Extrait du document:

◇ ◇ ◇ ◇

Je n'ai pas le temps de "faire quelque chose" !
La question que nous
posent souvent ceux qui passent (et ne nous connaissent pas) est la
suivante : "Mais qu'est ce que vous faites ici ?" Étant donné que nous
appartenons à la catégorie des ''missionnaires'', nous devons bien
avoir quelques œuvres, nous devons sûrement faire quelque chose dans le
domaine de la santé ou de l'éducation… Eh bien non ! En fait, en nous
contentant d'être là, disponibles, il ne nous reste plus de temps pour
"faire quelque chose". Bien sûr, on ne peut être ici sans donner un
coup de main à toute une population qui se trouve être avec toutes
sortes de besoins. Mais à cause de l'histoire de cette fraternité
marquée par le partage de la vie de travail (quand cela était
possible), nous affectionnons la relation "d'homme à homme" ! Mais au
fond, n'est-ce pas la manière "laïque" de dire ''Nazareth'' ?
Un
groupe vient visiter l'ermitage : l'un de nous se rend disponible pour
l'accueillir sans tomber dans le travers des guides de monuments… Un
voisin ou une voisine nous demande une aide en français avant de passer
un examen, et nous voilà parti pour quelques répétitions, surtout
l'après-midi… Les nomades, qui sont nos plus proches voisins, ont tous
encore leurs chameaux et s'aventurent régulièrement dans le désert. Les
maisons où ils habitent sont souvent organisées comme des tentes, avec
des tapis et des coussins par terre ; mais, petit à petit, ils
améliorent leur habitat : il faut donc installer des rideaux ou des
étagères ou des tuyauteries d'eau, des serrures… et me voilà parti pour
quelques bricolages. Quelqu'un veut-il venir passer un temps avec nous
pour faire une coupure dans sa vie ! Cela demande pas mal de démarches,
et nous voilà partis pour faire signer par le Maire le certificat
d'hébergement. Et puis il y a tout le "non-programmé" : voilà ce qui
arrive à longueur de journée.

◇ ◇ ◇ ◇

Lignes de données:
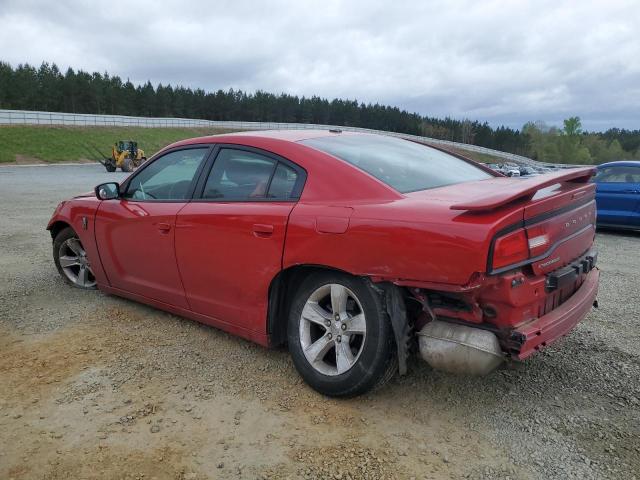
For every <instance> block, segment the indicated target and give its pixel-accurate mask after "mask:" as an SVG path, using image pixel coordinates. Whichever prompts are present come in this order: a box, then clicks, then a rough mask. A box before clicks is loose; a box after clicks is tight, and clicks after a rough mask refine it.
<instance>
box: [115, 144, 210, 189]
mask: <svg viewBox="0 0 640 480" xmlns="http://www.w3.org/2000/svg"><path fill="white" fill-rule="evenodd" d="M208 151H209V149H208V148H189V149H186V150H176V151H173V152H169V153H167V154H166V155H163V156H162V157H160V158H158V159H156V160H154V161H153V163H151V164H150V165H148V166H146V167H145V168H144V169H143V170H141V171H140V172H139V173H137V174H135V176H134V177H133V178H132V179H131V182H129V186H128V187H127V191H126V193H125V195H124V197H125V198H129V199H132V200H145V201H148V200H184V199H186V198H188V196H189V193H190V190H191V183H192V182H193V177H194V176H195V174H196V172H197V170H198V167H199V166H200V164H201V163H202V161H203V160H204V157H205V155H206V153H207V152H208Z"/></svg>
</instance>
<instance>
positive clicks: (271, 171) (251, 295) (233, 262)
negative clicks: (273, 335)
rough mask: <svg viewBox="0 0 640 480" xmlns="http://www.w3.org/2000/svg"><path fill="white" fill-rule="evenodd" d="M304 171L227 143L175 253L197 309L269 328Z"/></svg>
mask: <svg viewBox="0 0 640 480" xmlns="http://www.w3.org/2000/svg"><path fill="white" fill-rule="evenodd" d="M303 183H304V171H303V170H301V169H299V167H296V166H295V165H293V164H291V163H289V162H287V161H285V160H284V159H280V158H278V157H274V156H272V155H270V154H267V153H266V152H261V151H256V150H253V149H240V148H232V147H230V146H227V147H222V148H220V150H219V153H218V154H217V156H216V158H215V161H214V163H213V167H212V168H211V170H210V172H209V174H208V176H207V179H206V182H204V184H203V186H202V191H201V193H200V195H199V197H200V198H199V199H195V198H194V201H192V202H191V203H189V204H188V205H187V206H185V207H184V208H183V209H182V210H181V211H180V212H179V213H178V216H177V221H176V255H177V258H178V264H179V265H180V273H181V276H182V280H183V282H184V286H185V291H186V294H187V298H188V301H189V304H190V305H191V309H192V310H193V311H195V312H197V313H200V314H203V315H207V316H209V317H213V318H215V319H217V320H218V321H223V322H226V323H231V324H234V325H236V326H238V327H241V328H245V329H249V330H254V331H258V332H261V333H265V332H266V330H265V320H266V316H267V306H268V294H269V285H270V283H271V281H272V280H273V278H274V277H275V276H276V275H277V273H278V272H279V271H280V270H281V268H282V255H283V249H284V242H285V234H286V228H287V221H288V218H289V214H290V213H291V210H292V209H293V206H294V205H295V202H296V200H297V198H298V197H299V195H300V190H301V188H302V184H303Z"/></svg>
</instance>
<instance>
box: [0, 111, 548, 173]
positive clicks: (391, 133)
mask: <svg viewBox="0 0 640 480" xmlns="http://www.w3.org/2000/svg"><path fill="white" fill-rule="evenodd" d="M0 125H67V126H76V127H81V126H82V127H85V126H86V127H147V128H163V127H167V128H168V127H211V128H226V129H232V130H285V129H286V130H291V129H321V130H329V129H340V130H343V131H348V132H363V133H376V134H380V135H389V136H392V137H398V138H406V139H409V140H415V141H418V142H423V143H429V144H433V145H441V146H445V147H452V148H456V149H460V150H466V151H469V152H476V153H484V154H487V155H492V156H494V157H498V158H502V159H504V160H505V161H508V162H513V163H517V164H520V165H528V166H533V167H537V166H552V165H553V164H549V163H543V162H538V161H536V160H532V159H530V158H527V157H523V156H521V155H515V154H513V153H507V152H501V151H499V150H493V149H491V148H485V147H480V146H478V145H470V144H466V143H458V142H451V141H448V140H439V139H437V138H430V137H422V136H419V135H409V134H406V133H397V132H387V131H383V130H373V129H370V128H360V127H349V126H344V125H316V124H310V123H277V122H241V121H218V120H200V119H194V118H158V117H131V116H126V115H96V114H89V113H63V112H38V111H30V110H2V109H0Z"/></svg>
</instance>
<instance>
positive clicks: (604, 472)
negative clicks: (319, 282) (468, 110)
mask: <svg viewBox="0 0 640 480" xmlns="http://www.w3.org/2000/svg"><path fill="white" fill-rule="evenodd" d="M120 178H122V174H107V173H105V172H104V170H103V169H102V167H100V166H55V167H54V166H51V167H0V219H1V220H0V227H1V228H0V244H1V246H2V248H1V249H0V386H1V387H0V478H3V479H8V478H14V479H22V478H46V479H66V478H109V479H110V478H125V479H150V478H158V479H161V478H170V479H192V480H193V479H204V478H223V479H224V478H273V479H281V478H336V479H339V478H343V479H348V478H351V479H355V478H372V479H373V478H398V479H400V478H412V477H414V478H418V479H422V478H429V479H439V478H473V479H477V478H504V479H506V478H511V479H516V478H518V479H519V478H524V479H537V478H540V479H547V478H551V479H556V478H557V479H565V478H579V479H596V478H598V479H599V478H612V479H622V478H624V479H633V478H637V477H640V360H639V354H640V353H639V348H638V345H639V344H640V338H639V337H640V330H639V329H638V318H639V314H640V300H639V299H638V285H640V255H638V247H639V246H640V234H620V233H616V232H603V233H599V234H598V238H597V244H598V246H599V248H600V260H599V261H600V267H601V269H602V283H601V293H600V298H599V301H600V308H599V309H598V310H594V311H593V312H591V313H590V314H589V316H588V317H587V318H586V320H585V321H584V322H582V323H581V324H580V325H579V326H578V327H577V328H576V330H575V331H573V332H572V333H571V334H570V335H569V336H567V337H566V338H565V339H563V340H562V341H559V342H557V343H556V344H555V345H553V346H551V347H549V348H548V349H547V350H545V351H543V352H542V353H541V354H539V355H537V356H536V357H535V358H532V359H530V360H529V361H527V362H526V363H524V364H514V365H508V366H506V367H505V368H503V369H500V370H498V371H496V372H494V373H493V374H492V375H490V376H489V377H487V378H480V379H477V378H464V377H456V376H451V375H446V374H442V373H439V372H435V371H433V370H431V369H430V368H429V367H428V366H427V365H426V364H424V363H423V362H421V361H419V360H418V359H415V360H414V361H412V362H411V365H410V371H409V374H408V375H407V376H405V377H402V378H400V377H396V378H394V379H393V380H392V381H391V382H390V383H389V384H388V385H387V386H386V387H385V388H383V389H382V390H380V391H378V392H375V393H374V394H371V395H367V396H364V397H361V398H357V399H352V400H332V399H328V398H324V397H322V396H320V395H318V394H316V393H315V392H313V391H312V390H310V389H309V388H308V387H307V386H306V385H305V384H303V383H302V382H301V380H300V379H299V377H298V375H297V373H296V372H295V370H294V368H293V365H292V363H291V361H290V359H289V356H288V354H287V352H286V351H284V350H267V349H264V348H261V347H258V346H256V345H253V344H251V343H248V342H246V341H244V340H240V339H238V338H234V337H232V336H230V335H227V334H226V333H223V332H220V331H218V330H216V329H213V328H210V327H206V326H203V325H199V324H197V323H194V322H191V321H188V320H185V319H182V318H179V317H176V316H173V315H170V314H167V313H163V312H160V311H157V310H154V309H152V308H149V307H146V306H143V305H139V304H136V303H134V302H130V301H127V300H123V299H119V298H116V297H110V296H107V295H104V294H102V293H100V292H83V291H80V290H76V289H73V288H70V287H68V286H66V285H65V284H64V283H63V282H62V280H61V279H60V278H59V277H58V275H57V272H56V270H55V268H54V265H53V262H52V260H51V240H50V237H49V234H48V233H47V232H46V231H45V230H44V227H45V224H46V222H47V220H48V218H49V216H50V215H51V213H52V211H53V209H54V207H55V205H56V204H57V202H58V201H60V200H62V199H64V198H67V197H68V196H70V195H72V194H74V193H79V192H83V191H87V190H90V189H91V188H92V187H93V186H94V185H95V184H96V183H99V182H101V181H105V180H107V179H120Z"/></svg>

◇ ◇ ◇ ◇

D'après l'extrait, que possèdent encore tous les nomades voisins ? Répondez en quelques mots, s'il vous plaît. Appuyez-vous uniquement sur l'extrait.

Leurs chameaux.